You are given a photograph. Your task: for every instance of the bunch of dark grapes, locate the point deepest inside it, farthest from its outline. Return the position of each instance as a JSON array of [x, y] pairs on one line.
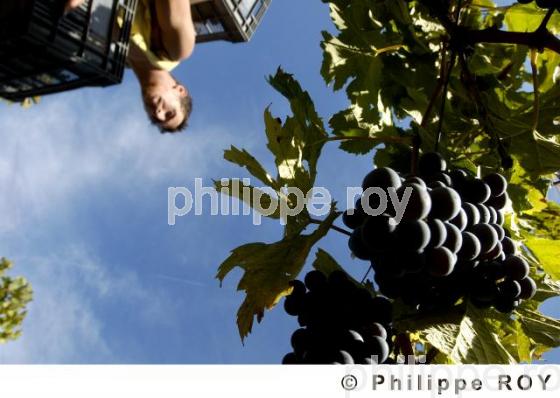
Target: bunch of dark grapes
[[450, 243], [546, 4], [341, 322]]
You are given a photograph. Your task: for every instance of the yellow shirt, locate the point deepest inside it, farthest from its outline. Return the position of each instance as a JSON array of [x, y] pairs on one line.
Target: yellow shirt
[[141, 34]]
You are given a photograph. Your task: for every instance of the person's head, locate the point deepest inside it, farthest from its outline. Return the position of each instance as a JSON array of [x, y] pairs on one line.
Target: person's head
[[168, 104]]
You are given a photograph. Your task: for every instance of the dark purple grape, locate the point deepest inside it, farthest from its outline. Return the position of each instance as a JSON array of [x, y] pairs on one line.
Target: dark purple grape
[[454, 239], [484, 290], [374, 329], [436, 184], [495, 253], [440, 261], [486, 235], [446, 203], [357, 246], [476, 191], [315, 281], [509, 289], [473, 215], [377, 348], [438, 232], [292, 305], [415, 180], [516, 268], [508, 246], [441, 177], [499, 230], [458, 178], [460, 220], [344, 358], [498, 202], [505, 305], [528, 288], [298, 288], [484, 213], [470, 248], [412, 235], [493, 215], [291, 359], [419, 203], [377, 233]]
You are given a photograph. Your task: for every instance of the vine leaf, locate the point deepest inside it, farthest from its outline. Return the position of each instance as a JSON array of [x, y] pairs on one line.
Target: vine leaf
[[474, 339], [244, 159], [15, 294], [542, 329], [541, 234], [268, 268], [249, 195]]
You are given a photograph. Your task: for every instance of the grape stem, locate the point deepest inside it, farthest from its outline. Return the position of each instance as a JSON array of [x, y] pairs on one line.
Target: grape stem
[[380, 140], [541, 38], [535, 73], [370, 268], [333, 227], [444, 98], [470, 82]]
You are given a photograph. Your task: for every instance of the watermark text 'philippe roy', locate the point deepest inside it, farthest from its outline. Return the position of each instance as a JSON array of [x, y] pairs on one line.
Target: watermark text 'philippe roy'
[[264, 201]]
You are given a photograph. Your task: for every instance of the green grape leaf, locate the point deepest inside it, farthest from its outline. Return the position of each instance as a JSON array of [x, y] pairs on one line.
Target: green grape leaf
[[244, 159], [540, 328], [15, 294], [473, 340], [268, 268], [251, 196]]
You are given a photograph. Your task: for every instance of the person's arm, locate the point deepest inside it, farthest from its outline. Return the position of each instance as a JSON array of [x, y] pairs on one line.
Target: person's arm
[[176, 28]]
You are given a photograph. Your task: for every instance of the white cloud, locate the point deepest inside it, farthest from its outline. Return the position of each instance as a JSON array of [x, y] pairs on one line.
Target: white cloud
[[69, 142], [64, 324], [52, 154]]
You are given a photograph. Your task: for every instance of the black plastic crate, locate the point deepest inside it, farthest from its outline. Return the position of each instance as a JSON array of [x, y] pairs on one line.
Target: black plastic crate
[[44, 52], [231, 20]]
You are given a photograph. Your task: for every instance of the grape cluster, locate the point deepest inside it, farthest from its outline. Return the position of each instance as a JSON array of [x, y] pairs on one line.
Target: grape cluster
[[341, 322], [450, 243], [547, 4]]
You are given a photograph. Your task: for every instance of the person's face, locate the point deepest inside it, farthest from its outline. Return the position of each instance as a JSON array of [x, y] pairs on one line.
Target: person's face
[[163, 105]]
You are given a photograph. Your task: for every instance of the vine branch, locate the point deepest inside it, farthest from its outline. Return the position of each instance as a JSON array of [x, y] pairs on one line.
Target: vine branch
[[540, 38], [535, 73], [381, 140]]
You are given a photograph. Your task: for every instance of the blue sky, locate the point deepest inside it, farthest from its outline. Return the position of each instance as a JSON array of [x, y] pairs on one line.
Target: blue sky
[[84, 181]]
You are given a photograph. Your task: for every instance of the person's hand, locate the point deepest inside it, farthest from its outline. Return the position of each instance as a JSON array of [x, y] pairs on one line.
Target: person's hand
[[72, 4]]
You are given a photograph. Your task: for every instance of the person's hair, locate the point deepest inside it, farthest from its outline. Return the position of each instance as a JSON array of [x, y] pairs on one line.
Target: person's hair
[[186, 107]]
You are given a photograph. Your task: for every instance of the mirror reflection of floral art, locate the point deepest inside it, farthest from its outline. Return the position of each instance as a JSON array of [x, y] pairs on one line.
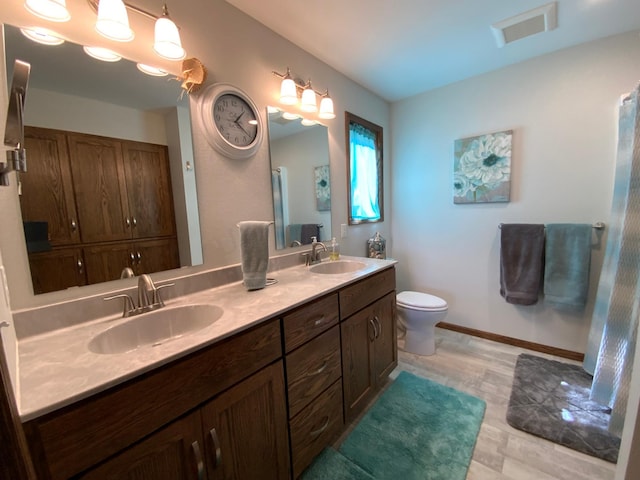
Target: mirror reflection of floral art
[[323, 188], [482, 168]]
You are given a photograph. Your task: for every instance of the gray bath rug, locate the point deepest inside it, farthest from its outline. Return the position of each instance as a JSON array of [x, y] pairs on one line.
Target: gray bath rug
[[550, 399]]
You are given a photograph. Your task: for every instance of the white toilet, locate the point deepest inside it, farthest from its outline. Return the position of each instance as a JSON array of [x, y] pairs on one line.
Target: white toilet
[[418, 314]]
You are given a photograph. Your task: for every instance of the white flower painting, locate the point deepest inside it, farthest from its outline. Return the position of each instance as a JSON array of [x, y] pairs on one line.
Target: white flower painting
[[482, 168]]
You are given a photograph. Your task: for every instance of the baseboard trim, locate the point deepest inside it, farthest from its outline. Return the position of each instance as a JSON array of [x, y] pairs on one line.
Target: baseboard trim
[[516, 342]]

■ Direction
Swap every "photograph" in the lines above for "image" and write all the lines out again with nothing else changed. Leave the pictures out.

■ The reply
You are given a image. Your task: for every instance of the bunch of dark grapes, locate the point deepest inside it, farthest from its outline. Return the position of each instance as a JSON array of [x, y] pairs on one line.
Target: bunch of dark grapes
[[450, 243], [546, 4], [341, 322]]
You are given a image. Your task: for every instance of the yellow shirt, locate the point deepest inside it, farthest from its outline. Return the position of each instance as a JSON array of [x, y] pairs on one line.
Target: yellow shirt
[[141, 34]]
You are given a image. Your task: for every instance of the person's head, locate the point deepest inside it, farthest from its outline. Return the position of each instance as a JSON array of [x, y] pairs on one line.
Target: person's head
[[168, 104]]
You are given a image. Your task: for every instance of the dark purple grape, locate the point deepest inside it, farthest from its outline. Return the position of each instance as a JSON array of [x, y] pairs on one line.
Target: dark purple grape
[[454, 239], [484, 290], [374, 329], [436, 184], [495, 253], [440, 261], [486, 235], [446, 203], [357, 246], [476, 191], [315, 281], [509, 289], [473, 215], [377, 348], [438, 232], [292, 305], [415, 180], [516, 268], [508, 246], [441, 177], [499, 230], [458, 178], [460, 220], [344, 358], [498, 202], [505, 305], [528, 288], [298, 288], [484, 213], [470, 248], [412, 235], [493, 215], [291, 359], [419, 203], [377, 233]]
You are given a image. Your task: for every instance of the vine leaf, locate the point deepest inside it, farthest from its outline. Return the position of each instance as a JSON array of [x, y] pairs on one line.
Target: vine leaf
[[474, 339], [244, 159], [15, 294], [542, 329], [541, 234], [268, 268], [249, 195]]
You are given a image. Your task: for every instance of the grape stem, locate the point deepest inside it, farthest from its outline. Return the position of each instance as a JSON array of [x, y] pairs on one line.
Target: grape stem
[[380, 140], [541, 38], [535, 73], [370, 268], [333, 227], [444, 98], [470, 82]]
You are given a image. Your task: for every instance of the watermark text 'philippe roy', locate the point deepest inside it, farthest from its outline. Return the position of each instance as a JSON array of [x, y] pairs on one line.
Target: watermark text 'philippe roy'
[[264, 201]]
You are given a image. Your task: for every instance of the green grape leaf, locate the point deepest inside it, farthest from its outline. Return the position of each instance as a JSON array of [x, y] pairs on one line.
Target: green grape leaf
[[244, 159], [540, 328], [15, 294], [473, 340], [268, 268], [251, 196]]
You are given a image. Your task: for every instance of the person's arm, locate the point deepest inside it, farthest from its outline. Return the position of each instance as a JSON array of [x, y] pairs on one line.
Target: person's arm
[[176, 28]]
You are given a image. Your task: for every instance of the white cloud, locate the point deepest inside it, farthest from its outline. Return the position of each instance as a JSON array of [x, y] pairs on one line.
Target: white cloud
[[69, 142], [64, 324], [52, 154]]
You are given a image. Your task: for every instance of the black plastic crate, locate the point deepest inside it, farthest from its outline. Return the position of each instance as a JSON array of [x, y] pairs on one line.
Target: black plastic crate
[[44, 52], [231, 20]]
You are given a image. Your task: for every instance of the grape cluster, locate the point deepest inside it, farthest from its outline. Return the position of each instance as a JSON array of [x, y] pairs on one line.
Target: grape cluster
[[341, 322], [450, 243], [547, 4]]
You are given a image. Your task: for every instance of the person's face, locate the point deepest inside it, farthest from its outline. Return the position of each instance as a JSON array of [x, y] pairs on one line.
Target: person's face
[[163, 105]]
You are given a image. Your task: for every instance of the vine branch, locate the point deepest inside it, farthest from its outline. Return the position of each instance as a JSON array of [x, y] pairs on one line.
Target: vine branch
[[540, 38], [535, 73], [381, 140]]
You are given a image. Your task: for every instance of the blue sky, locate the point deepest inside it, farthest from its outline. Return the position of each instance as a JSON array of [x, y] pairs on one line.
Target: blue sky
[[84, 181]]
You are given a image. Your task: for every instance of the person's hand, locate the point deepest inside it, farthest from its outline. Return the position of each instance as a JSON array of [x, y] pairs on one line.
Target: person's hand
[[72, 4]]
You are given a image. Your task: for every instance of the person's hair, locate the point deepest inside it, farthest from its outline. Return the position of each instance as a JSON array of [x, y] pairs on one line.
Target: person's hair
[[186, 107]]
You are given a image. Your task: for every instance of the mirror reflection of floral art, locate the point deepest inside it, farthest from its outline. Return the position of each instance as a JSON array of [x, y] pairs on one line.
Target: mirror reflection of floral art
[[323, 188], [482, 168]]
You are given a image. Your task: for every instance of the gray bath rug, locate the point deepest inside it, farthest from its outline. Return the position of each instance as a JSON array of [x, y] pairs on one line.
Target: gray bath rug
[[550, 399]]
You are given a image. Your task: for every instance of the white toilet, locate the point deepest inside it, farthest from its outline. Return the position of each instance as a JSON array of [x, y] pairs on one line.
Target: white toilet
[[418, 314]]
You are given a image. Your task: for every instance of the white flower painting, locate the point deepest inside it, farthest from its outline. Return the position of each instance as a JSON array of [x, y] pairs on one line.
Target: white flower painting
[[482, 168]]
You are given a image. Your task: for every instance of the baseboard trim, locate the point deepest inside it, farthest from its outline. Return the position of each instance as a JSON array of [x, y] pairs on one line.
Target: baseboard trim
[[516, 342]]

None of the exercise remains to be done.